# Smelling Windshield Washer fluid in the cabin



## turbocharge20v (Mar 18, 2003)

I can smell windshield washer fluid in the cabin every time I use the spay, does this happen to everybody? 
None of my other cars including my older VW in the pass do this.


----------



## BettaJetta88 (Aug 10, 2009)

welcome to a newer VW lol. not sure what it is about the fluid they use, but it’s super potent and you can smell it inside the cabin. when it runs out get a different less potent fluid to fill the tank with. had the same issue with my mk6 GTI and now my Atlas as well, but not in my mk4 Jetta or B7 S4. 


Sent from my iPhone using Tapatalk


----------



## Hfqkhal (Oct 14, 2018)

BettaJetta88 said:


> welcome to a newer VW lol. not sure what it is about the fluid they use, but it’s super potent and you can smell it inside the cabin. when it runs out get a different less potent fluid to fill the tank with. had the same issue with my mk6 GTI and now my Atlas as well, but not in my mk4 Jetta or B7 S4.
> 
> 
> Sent from my iPhone using Tapatalk


My Audi A4 and the Acura did the same. They seem to use a supper concentrate that causes this. Just like you said once you refill the smell disappears and this is what happened with my Atlas.


----------



## GTINC (Jan 28, 2005)

turbocharge20v said:


> I can smell windshield washer fluid in the cabin every time I use the spay, does this happen to everybody?
> None of my other cars including my older VW in the pass do this.


So, can you tell us where you think the intake air for the heating/cooling system comes from? Every vehicle I have ever owned has done the same because the air intake and windshield base "cohabit". Use a little logic.


----------



## kkress (Sep 11, 2017)

I thought the real issue was the fact that the Atlas cabin filter is just paper, whereas they used to use carbon filter in other, older models. Thus, all outside smells can easily be entered into the cabin. Saves a few $ for VW. Carbon filter can be found, at least Mann FP 26009.


----------



## mhjett (Oct 16, 2000)

Yep -- this is normal. Cabin air intake is near enough to the windshield cowl that you're blessed with the sweet smell of VW windshield fluid every time you squirt the washers. 



kkress said:


> I thought the real issue was the fact that the Atlas cabin filter is just paper, whereas they used to use carbon filter in other, older models. Thus, all outside smells can easily be entered into the cabin. Saves a few $ for VW. Carbon filter can be found, at least Mann FP 26009.


I can't verify but it does seem like the OEM cabin filter in the Atlas is not charcoal activated, as I'm noticing all kinds of odors (including washer fluid) that I never got while driving my '08 Jetta with an activated charcoal filter. So, there's one potential solution to this problem.

####################

Required actions >>
#1 In the forum thread, what carbon cabin filter does kkress name?
#2 Copy the forum thread word for word from "## turbocharge20v (Mar" to "(Aug 10, 2009)".

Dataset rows
####################

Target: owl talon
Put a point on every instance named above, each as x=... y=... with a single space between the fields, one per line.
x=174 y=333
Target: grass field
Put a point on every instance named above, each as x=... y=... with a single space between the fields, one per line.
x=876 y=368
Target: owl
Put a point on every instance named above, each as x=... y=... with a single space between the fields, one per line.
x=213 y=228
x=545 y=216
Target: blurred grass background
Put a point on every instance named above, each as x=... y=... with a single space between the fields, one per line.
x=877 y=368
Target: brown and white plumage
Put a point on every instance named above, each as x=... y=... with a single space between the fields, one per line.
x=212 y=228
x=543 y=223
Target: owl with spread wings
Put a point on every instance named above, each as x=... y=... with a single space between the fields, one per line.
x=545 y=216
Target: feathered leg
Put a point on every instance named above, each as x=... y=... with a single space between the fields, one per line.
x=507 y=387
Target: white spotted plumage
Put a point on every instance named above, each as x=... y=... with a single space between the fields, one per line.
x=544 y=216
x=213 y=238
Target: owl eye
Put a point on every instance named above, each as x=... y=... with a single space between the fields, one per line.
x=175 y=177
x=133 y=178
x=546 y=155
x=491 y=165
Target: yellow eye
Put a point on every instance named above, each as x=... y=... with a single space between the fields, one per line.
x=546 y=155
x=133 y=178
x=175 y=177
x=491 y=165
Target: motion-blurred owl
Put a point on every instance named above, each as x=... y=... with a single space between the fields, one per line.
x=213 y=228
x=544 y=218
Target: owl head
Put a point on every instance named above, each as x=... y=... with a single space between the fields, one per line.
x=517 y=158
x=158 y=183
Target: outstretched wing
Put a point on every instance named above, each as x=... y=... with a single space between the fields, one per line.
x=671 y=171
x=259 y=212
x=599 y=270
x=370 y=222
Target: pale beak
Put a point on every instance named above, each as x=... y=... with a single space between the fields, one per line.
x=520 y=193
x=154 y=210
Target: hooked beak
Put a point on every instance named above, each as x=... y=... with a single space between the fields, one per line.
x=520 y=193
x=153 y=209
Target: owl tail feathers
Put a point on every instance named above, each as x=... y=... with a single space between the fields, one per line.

####################

Outputs by task >>
#1 Mann FP 26009

#2
## turbocharge20v (Mar 18, 2003)

I can smell windshield washer fluid in the cabin every time I use the spay, does this happen to everybody? 
None of my other cars including my older VW in the pass do this.


----------



## BettaJetta88 (Aug 10, 2009)